Menteri Pemberdayaan Perempuan dan Perlindungan Anak (PPPA) Bintang Puspayoga mendorong semua tempat kerja, baik formal maupun informal untuk tidak melakukan diskriminasi terhadap perempuan dan memastikan adanya kebijakan yang bersifat inklusif di tempat kerja.
semarak.co-Hal ini turut memperkuat komitmen negara untuk menjalankan amanat Kovensi Penghapusan Segala Bentuk Diskriminasi terhadap Perempuan atau Convention on Elimination of All Forms of Discrimation Againts Women (CEDAW) yang telah diratifikasi melalui Undang-Undang Nomor 7 Tahun 1984.
“Semua kebijakan, program, dan kegiatan di tempat kerja sudah seharusnya mencerminkan kesetaraan antara perempuan dan laki-laki,” ujar Menteri Bintang seperti dirilis humas melalui pesan elektroni redaksi semarak.co, Senin (13/9/2021).
Kementerian PPPA secara tegas menolak segala bentuk diskriminasi terhadap perempuan pekerja dalam bentuk apapun, lanjut Menteri Bintang, mulai dari proses perekrutan, menjalankan pekerjaan, promosi jabatan, hingga dalam pemenuhan hak-hak pekerja (gaji, cuti, dan lainnya).
Menanggapi informasi bahwa terjadi diskriminasi terhadap perempuan pekerja event pada beberapa acara yang dilaksanakan Pemerintah Daerah Provinsi Bali, Menteri Bintang menyatakan hal tersebut seharusnya tidak terjadi.
“Ketika mendapat informasi tersebut Sabtu lalu, saat itu juga saya langsung menugaskan Staf Khusus untuk melakukan komunikasi dengan Pemerintah Daerah Provinsi Bali. Saya berharap masalahnya dapat segera diselesaikan agar tidak lagi meresahkan perempuan pekerja event,” tambah Menteri Bintang.
Menteri Bintang menegaskan, merupakan tanggung jawab semua pihak mulai dari pemimpin hingga staf untuk bersatu padu memberi ruang terciptanya kesetaraan gender di tempat kerja dan bebas dari semua bentuk diskriminasi.
Hal itu, kata Menteri Bintang, dapat dimulai dari adanya komitmen, dan kemudian diimplementasikan pada kebijakan, program dan kegiatan sehingga tercipta lingkungan kerja yang aman dan nyaman bagi perempuan.
“Lingkungan kerja yang aman dan nyaman sangat dibutuhkan perempuan, tanpa adanya kekhawatiran terhadap perlakuan diskriminasi, kekerasan maupun pelecehan. Semua pihak perlu bahu membahu mencegah segala bentuk diskriminasi terhadap perempuan pekerja,” paparnya.

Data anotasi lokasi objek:
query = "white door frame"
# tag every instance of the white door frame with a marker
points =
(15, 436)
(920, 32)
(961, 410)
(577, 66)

• YANG DIMINTA:
[1] Ketik ulang bagian berita tentang diskriminasi terhadap perempuan pekerja dari "Menanggapi informasi bahwa" sampai dengan "semua bentuk diskriminasi." tanpa mengubah satu kata pun.
[2] Ulangi semua entri data anotasi di atas baris demi baris, persis tanpa perubahan.

• HASIL TIAP TUGAS:
[1]
Menanggapi informasi bahwa terjadi diskriminasi terhadap perempuan pekerja event pada beberapa acara yang dilaksanakan Pemerintah Daerah Provinsi Bali, Menteri Bintang menyatakan hal tersebut seharusnya tidak terjadi.
“Ketika mendapat informasi tersebut Sabtu lalu, saat itu juga saya langsung menugaskan Staf Khusus untuk melakukan komunikasi dengan Pemerintah Daerah Provinsi Bali. Saya berharap masalahnya dapat segera diselesaikan agar tidak lagi meresahkan perempuan pekerja event,” tambah Menteri Bintang.
Menteri Bintang menegaskan, merupakan tanggung jawab semua pihak mulai dari pemimpin hingga staf untuk bersatu padu memberi ruang terciptanya kesetaraan gender di tempat kerja dan bebas dari semua bentuk diskriminasi.

[2]
query = "white door frame"
# tag every instance of the white door frame with a marker
points =
(15, 436)
(920, 32)
(961, 410)
(577, 66)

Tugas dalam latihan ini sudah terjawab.